#### [What the task requires]
Give the listing below again exactly, but without any of its pictures.

══════

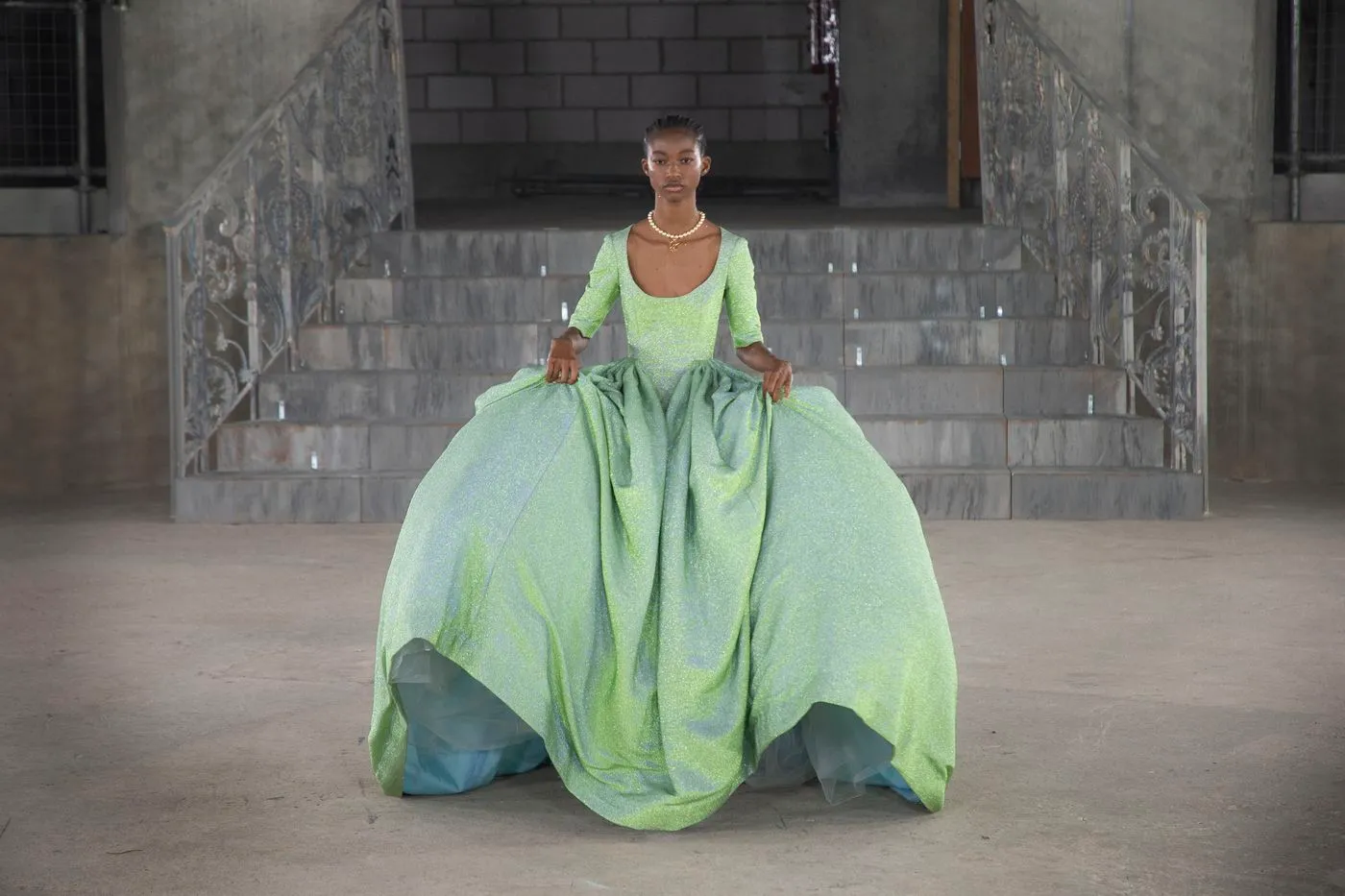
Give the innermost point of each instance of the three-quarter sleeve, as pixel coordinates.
(602, 288)
(740, 296)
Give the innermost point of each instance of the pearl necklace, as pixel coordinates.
(675, 240)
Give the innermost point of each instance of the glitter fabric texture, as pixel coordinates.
(663, 584)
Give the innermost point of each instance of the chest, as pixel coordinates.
(662, 272)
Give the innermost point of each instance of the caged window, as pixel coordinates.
(1308, 91)
(53, 132)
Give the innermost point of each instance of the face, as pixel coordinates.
(674, 164)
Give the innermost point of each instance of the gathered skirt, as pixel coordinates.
(665, 597)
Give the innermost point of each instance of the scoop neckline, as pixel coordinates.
(629, 275)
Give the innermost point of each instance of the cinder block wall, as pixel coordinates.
(503, 87)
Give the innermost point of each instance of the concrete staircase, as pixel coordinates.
(938, 341)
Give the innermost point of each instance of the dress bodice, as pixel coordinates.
(669, 335)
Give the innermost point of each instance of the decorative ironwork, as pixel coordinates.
(256, 252)
(1122, 233)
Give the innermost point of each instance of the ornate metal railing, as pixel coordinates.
(257, 249)
(1122, 233)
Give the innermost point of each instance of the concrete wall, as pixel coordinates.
(893, 103)
(1282, 359)
(567, 86)
(84, 352)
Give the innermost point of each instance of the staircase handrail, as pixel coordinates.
(1123, 233)
(258, 247)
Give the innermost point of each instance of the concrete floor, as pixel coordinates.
(1146, 708)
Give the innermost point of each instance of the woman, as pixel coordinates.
(661, 574)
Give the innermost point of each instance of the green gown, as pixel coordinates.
(663, 584)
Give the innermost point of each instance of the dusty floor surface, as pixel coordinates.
(1146, 708)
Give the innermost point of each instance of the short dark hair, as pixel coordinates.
(675, 123)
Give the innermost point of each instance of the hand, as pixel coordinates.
(777, 379)
(562, 365)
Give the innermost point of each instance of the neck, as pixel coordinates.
(675, 217)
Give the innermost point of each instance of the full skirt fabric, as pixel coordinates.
(666, 597)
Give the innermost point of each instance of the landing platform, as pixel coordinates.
(614, 213)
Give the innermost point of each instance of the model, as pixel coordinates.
(665, 576)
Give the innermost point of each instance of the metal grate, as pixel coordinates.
(1310, 86)
(51, 124)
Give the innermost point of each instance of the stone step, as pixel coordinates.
(1031, 343)
(999, 442)
(1017, 392)
(272, 446)
(850, 249)
(951, 442)
(939, 494)
(501, 348)
(386, 395)
(831, 298)
(325, 396)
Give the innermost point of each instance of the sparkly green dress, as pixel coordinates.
(663, 584)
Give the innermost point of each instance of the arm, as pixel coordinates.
(746, 327)
(594, 305)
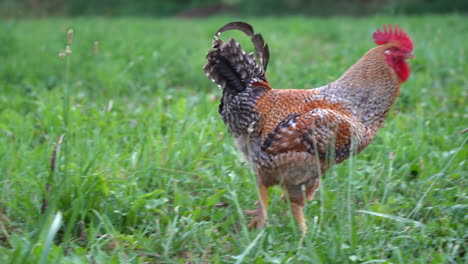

══════

#### [Result of the exercise]
Give the innermost point of each instance of the three-quarter sleeve, as pixel coordinates.
(602, 288)
(740, 296)
Give the innermost point of each instance of the pearl necklace, as pixel coordinates.
(675, 240)
Give the innermost point of each instance of the glitter fabric texture, as pixel coordinates.
(663, 584)
Give the innermost point of each instance of the chest, as pixel coordinates.
(662, 272)
Give the innermost point of each instance of the caged window, as pixel coordinates.
(1308, 91)
(53, 132)
Give the innermost point of each instance of the face, as pixel coordinates.
(674, 164)
Give the innermost point of each instance of the gathered skirt, as pixel coordinates.
(665, 597)
Give the innermost point of each instance of the scoop neckline, as pixel coordinates.
(629, 275)
Give the innermost point of each instance of the cinder block wall, as pixel coordinates.
(503, 87)
Give the innermost point of each instance of the concrete staircase, as pixel coordinates.
(938, 341)
Give the innermost point of each instance of the dress bodice, as pixel coordinates.
(669, 335)
Give the innermost point of each instance of the decorative ironwork, as pixel coordinates.
(256, 252)
(1122, 233)
Give the innermost point of each instance of the ornate metal railing, as pixel coordinates.
(257, 249)
(1122, 233)
Give the innermost point of each instance of the concrete wall, as pixel coordinates.
(893, 103)
(1282, 359)
(567, 86)
(84, 352)
Give the innermost point of each instance of the staircase handrail, as pixel coordinates.
(1123, 233)
(258, 247)
Give the innermost point of each instance of the concrete floor, as pixel coordinates.
(1146, 708)
Give the innermost point of each instance of the woman, as pixel coordinates.
(661, 574)
Give the innermost point of each instance of the green gown, as pixel coordinates.
(663, 584)
Give the innermost point of each instance of the dusty floor surface, as pixel coordinates.
(1146, 708)
Give the innermost point of each instance of the short dark hair, as pixel coordinates.
(675, 123)
Give the innermost point of each instance of the hand, as pixel coordinates.
(777, 379)
(562, 365)
Give the innermost point of each instance of the neck, as pixel coordinates.
(675, 217)
Give the innermost point of each instance of the full skirt fabric, as pixel coordinates.
(666, 597)
Give the innermost point of each instance of the landing platform, as pixel coordinates.
(614, 213)
Give the innermost point of each instance of the model, as pixel coordinates.
(665, 576)
Give the innermost point of each instance of the metal grate, as pixel coordinates.
(1310, 86)
(51, 124)
Give the innermost point of each instance of the stone step, as pixel coordinates.
(1031, 343)
(999, 442)
(1017, 392)
(272, 446)
(850, 249)
(951, 442)
(939, 494)
(501, 348)
(386, 395)
(831, 298)
(325, 396)
Give the innermost point of each instance of the sparkly green dress, as pixel coordinates.
(663, 584)
Give the innermost point of each instance of the arm, as pixel coordinates.
(746, 327)
(594, 305)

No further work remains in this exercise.